_WHAT IS EXPECTED:_
Work out the number of lines in the listing that include the string "wall". Reply with that number alone.

(DATA FOR THE TASK Opens)

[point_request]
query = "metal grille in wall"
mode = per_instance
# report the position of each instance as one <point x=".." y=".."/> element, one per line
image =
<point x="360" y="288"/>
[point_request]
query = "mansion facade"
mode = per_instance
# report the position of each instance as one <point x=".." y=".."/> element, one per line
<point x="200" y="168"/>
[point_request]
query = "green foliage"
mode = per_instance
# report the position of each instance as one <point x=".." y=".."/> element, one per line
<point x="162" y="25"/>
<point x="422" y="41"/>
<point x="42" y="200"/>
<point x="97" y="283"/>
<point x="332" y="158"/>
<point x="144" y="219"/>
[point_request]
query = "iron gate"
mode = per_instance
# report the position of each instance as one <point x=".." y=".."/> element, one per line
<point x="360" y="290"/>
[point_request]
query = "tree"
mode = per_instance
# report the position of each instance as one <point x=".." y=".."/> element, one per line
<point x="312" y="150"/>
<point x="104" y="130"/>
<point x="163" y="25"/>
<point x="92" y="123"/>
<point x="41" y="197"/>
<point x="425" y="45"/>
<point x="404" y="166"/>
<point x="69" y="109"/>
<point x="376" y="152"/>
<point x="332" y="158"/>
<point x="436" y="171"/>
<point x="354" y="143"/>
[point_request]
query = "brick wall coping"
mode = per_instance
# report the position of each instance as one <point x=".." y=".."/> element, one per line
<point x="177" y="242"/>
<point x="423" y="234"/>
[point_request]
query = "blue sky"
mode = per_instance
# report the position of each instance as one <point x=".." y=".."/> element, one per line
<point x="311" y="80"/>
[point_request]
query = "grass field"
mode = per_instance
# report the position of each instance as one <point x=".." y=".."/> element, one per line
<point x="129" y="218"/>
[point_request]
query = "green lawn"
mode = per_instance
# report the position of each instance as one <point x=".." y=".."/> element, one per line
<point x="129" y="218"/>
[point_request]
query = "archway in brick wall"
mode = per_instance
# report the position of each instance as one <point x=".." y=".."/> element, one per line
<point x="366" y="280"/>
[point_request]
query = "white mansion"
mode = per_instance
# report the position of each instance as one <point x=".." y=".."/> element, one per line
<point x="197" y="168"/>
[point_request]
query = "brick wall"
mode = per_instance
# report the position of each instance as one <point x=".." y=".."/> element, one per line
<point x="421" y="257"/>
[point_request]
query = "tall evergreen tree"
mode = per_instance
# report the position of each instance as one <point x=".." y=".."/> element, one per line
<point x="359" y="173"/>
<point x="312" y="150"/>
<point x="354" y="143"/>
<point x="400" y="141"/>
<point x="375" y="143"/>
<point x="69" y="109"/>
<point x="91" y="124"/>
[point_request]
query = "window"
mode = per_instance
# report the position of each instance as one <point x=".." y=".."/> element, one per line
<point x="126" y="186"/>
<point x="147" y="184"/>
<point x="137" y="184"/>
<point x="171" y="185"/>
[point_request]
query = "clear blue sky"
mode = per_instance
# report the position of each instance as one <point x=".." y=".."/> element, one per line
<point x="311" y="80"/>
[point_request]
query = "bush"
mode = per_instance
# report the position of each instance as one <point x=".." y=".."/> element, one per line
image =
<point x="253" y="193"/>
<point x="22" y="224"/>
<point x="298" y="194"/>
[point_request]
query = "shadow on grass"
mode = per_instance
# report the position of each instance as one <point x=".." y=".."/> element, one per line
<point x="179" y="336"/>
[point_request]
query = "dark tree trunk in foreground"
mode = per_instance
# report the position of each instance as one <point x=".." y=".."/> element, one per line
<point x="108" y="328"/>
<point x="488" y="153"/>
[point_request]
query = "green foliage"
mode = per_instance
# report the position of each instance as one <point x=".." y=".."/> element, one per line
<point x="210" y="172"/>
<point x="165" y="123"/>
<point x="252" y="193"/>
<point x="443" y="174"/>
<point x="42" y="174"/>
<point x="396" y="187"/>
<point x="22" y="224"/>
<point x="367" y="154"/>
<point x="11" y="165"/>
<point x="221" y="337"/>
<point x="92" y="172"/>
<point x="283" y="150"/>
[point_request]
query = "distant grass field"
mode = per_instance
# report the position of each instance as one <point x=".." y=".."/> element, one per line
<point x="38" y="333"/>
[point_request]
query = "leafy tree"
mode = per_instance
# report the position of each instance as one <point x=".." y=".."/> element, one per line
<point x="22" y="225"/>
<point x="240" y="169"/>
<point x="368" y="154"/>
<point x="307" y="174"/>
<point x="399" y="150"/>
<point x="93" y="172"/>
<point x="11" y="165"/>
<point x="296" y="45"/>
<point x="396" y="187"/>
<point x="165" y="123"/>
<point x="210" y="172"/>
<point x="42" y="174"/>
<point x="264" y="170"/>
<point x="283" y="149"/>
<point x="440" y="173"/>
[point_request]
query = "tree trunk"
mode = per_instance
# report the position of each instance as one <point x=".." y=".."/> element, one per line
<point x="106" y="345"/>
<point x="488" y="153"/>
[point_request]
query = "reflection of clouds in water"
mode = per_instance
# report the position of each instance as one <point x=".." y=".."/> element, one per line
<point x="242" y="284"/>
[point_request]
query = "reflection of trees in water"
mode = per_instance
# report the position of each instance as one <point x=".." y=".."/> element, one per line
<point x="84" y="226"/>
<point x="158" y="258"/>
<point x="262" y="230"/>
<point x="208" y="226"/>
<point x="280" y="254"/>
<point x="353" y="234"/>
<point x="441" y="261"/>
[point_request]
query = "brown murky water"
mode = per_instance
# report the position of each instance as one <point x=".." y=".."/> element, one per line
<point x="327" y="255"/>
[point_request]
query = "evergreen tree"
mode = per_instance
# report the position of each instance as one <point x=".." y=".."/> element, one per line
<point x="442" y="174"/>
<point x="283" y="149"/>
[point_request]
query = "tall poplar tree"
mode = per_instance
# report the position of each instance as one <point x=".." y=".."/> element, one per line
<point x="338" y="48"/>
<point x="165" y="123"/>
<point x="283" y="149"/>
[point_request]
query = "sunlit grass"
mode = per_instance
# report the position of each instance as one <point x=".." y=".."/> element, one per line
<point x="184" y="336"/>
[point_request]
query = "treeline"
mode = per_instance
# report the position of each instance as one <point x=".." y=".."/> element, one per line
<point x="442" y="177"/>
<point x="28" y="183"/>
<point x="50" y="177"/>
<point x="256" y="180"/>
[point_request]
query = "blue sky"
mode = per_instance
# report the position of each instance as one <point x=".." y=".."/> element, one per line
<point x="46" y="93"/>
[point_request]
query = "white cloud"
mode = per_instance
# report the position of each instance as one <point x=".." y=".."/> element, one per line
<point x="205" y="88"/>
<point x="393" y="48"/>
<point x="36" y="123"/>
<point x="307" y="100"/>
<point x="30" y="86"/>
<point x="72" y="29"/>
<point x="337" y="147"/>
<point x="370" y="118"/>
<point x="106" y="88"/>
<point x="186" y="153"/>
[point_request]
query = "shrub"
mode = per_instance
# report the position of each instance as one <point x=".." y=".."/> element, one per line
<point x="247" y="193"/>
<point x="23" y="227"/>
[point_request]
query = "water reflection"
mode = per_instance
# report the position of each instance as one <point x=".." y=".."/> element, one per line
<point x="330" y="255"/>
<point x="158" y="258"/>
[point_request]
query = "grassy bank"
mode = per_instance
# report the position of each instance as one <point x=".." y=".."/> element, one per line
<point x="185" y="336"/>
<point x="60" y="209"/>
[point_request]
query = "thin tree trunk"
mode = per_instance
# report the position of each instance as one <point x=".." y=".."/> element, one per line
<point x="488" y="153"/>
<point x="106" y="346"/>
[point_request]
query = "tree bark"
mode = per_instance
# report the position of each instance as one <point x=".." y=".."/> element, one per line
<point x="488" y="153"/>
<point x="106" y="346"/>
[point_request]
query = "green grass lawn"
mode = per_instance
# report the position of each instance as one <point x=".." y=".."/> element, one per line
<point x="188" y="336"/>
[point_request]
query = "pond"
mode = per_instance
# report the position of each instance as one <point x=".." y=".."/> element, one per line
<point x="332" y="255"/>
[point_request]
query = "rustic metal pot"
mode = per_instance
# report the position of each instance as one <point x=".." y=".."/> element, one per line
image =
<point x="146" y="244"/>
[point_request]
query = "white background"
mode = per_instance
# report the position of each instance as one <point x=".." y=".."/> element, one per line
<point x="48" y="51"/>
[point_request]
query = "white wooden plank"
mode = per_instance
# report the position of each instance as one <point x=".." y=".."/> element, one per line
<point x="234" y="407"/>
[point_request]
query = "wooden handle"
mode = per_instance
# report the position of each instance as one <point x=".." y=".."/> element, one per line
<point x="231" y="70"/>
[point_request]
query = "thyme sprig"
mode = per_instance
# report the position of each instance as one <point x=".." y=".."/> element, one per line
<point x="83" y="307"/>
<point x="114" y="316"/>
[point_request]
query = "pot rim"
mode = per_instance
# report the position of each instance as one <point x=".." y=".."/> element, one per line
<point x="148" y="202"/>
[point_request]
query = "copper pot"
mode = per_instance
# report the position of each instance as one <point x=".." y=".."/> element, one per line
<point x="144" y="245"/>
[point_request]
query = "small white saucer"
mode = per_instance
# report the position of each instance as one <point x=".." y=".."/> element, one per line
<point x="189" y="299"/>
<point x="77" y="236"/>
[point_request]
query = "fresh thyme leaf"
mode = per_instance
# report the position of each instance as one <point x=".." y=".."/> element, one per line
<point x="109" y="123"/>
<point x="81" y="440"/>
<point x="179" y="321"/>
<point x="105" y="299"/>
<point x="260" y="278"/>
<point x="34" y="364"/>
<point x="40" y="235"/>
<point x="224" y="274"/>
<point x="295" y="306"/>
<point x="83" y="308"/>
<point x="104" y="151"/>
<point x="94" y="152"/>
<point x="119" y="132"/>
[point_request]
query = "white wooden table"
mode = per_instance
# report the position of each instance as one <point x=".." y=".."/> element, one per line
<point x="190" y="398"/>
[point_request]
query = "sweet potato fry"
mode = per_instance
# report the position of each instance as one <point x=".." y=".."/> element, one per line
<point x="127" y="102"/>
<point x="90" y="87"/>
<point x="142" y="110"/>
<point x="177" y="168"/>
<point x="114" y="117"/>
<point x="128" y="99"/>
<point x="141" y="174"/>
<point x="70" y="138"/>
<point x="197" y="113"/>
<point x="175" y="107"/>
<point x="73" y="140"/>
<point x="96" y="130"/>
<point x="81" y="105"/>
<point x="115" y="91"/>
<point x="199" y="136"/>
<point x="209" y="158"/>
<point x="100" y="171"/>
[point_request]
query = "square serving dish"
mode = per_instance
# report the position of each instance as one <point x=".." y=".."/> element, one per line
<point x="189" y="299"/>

(DATA FOR THE TASK Closes)

_RESPONSE:_
4